Saved entries:
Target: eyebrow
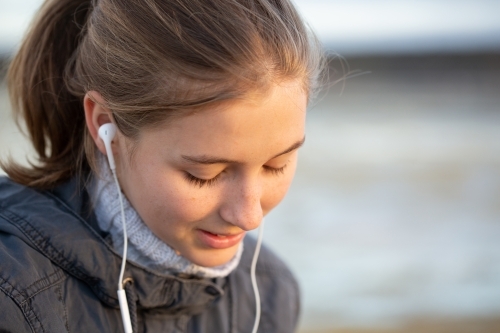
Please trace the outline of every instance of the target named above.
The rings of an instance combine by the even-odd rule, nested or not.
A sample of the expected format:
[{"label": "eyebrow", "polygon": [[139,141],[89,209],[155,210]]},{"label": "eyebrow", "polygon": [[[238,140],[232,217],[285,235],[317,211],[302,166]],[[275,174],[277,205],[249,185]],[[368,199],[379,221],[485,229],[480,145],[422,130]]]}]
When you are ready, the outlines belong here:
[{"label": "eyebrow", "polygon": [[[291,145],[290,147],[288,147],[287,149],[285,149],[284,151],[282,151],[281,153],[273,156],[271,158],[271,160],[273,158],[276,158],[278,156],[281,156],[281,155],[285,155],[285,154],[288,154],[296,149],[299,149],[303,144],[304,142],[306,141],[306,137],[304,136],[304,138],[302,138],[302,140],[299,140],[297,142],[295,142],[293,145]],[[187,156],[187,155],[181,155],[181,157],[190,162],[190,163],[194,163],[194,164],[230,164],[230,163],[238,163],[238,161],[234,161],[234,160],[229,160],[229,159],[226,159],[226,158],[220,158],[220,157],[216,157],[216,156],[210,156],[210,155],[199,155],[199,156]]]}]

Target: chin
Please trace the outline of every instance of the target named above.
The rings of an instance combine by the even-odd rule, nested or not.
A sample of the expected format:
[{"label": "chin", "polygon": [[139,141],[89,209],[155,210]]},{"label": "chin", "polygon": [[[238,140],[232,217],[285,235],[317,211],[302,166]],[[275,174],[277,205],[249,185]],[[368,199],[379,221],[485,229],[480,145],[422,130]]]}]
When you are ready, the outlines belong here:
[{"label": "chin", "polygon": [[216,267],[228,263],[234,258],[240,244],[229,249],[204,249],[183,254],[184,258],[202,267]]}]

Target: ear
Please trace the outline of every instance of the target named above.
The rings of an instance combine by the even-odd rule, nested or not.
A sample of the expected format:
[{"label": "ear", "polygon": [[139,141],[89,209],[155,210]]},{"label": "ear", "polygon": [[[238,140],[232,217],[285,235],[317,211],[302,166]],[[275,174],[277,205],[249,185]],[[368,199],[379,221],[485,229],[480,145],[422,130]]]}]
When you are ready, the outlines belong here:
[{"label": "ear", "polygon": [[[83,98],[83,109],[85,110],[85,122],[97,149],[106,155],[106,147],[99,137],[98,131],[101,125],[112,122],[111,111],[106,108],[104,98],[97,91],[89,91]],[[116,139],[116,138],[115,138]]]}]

Work required: Please repeat all of the entries above word for word, but drop any pictures.

Solution for this task:
Target: eyebrow
Please trace the outline of every instance of the target named above.
The rings of an instance combine by the even-odd rule, nested or not.
A sample of the expected format:
[{"label": "eyebrow", "polygon": [[139,141],[89,209],[155,210]]},{"label": "eyebrow", "polygon": [[[238,140],[232,217],[285,235],[317,211],[302,166]],[[275,174],[277,205],[249,185]],[[368,199],[379,221],[485,229],[480,145],[422,130]]]}]
When you are ready, the outlines belong here:
[{"label": "eyebrow", "polygon": [[[291,145],[290,147],[288,147],[287,149],[285,149],[284,151],[282,151],[281,153],[273,156],[271,158],[271,160],[273,158],[276,158],[278,156],[281,156],[281,155],[285,155],[285,154],[288,154],[296,149],[299,149],[303,144],[304,142],[306,141],[306,137],[304,136],[304,138],[302,138],[302,140],[299,140],[297,142],[295,142],[293,145]],[[187,156],[187,155],[181,155],[181,157],[190,162],[190,163],[194,163],[194,164],[230,164],[230,163],[238,163],[238,161],[234,161],[234,160],[229,160],[229,159],[226,159],[226,158],[220,158],[220,157],[216,157],[216,156],[210,156],[210,155],[199,155],[199,156]]]}]

Target: chin
Please trace the outline of every instance of the target named above.
The rings of an instance combine by the even-odd rule, nested or not.
A sample of the expected format:
[{"label": "chin", "polygon": [[139,141],[89,209],[155,210]]},{"label": "chin", "polygon": [[[238,140],[232,217],[285,235],[317,211],[302,166]],[[275,174],[277,205],[249,185]],[[368,199],[379,221],[485,229],[480,145],[422,130]]]}]
When you are ready, the outlines belong here:
[{"label": "chin", "polygon": [[216,267],[228,263],[234,258],[240,244],[229,249],[204,249],[183,254],[184,258],[202,267]]}]

Target: ear
Please trace the outline of every instance of the target named above.
The rings of an instance combine by the even-odd rule, nested or not.
A sample of the expected format:
[{"label": "ear", "polygon": [[139,141],[89,209],[155,210]]},{"label": "ear", "polygon": [[[238,140],[232,217],[285,235],[317,211],[302,166]],[[275,174],[277,205],[249,185]],[[368,199],[379,221],[485,229],[480,145],[422,130]]]}]
When you are ready, the outlines belong here:
[{"label": "ear", "polygon": [[[83,98],[83,109],[85,110],[85,122],[97,149],[106,155],[106,147],[99,137],[98,131],[101,125],[112,122],[111,111],[106,108],[104,98],[97,91],[89,91]],[[116,139],[116,138],[115,138]]]}]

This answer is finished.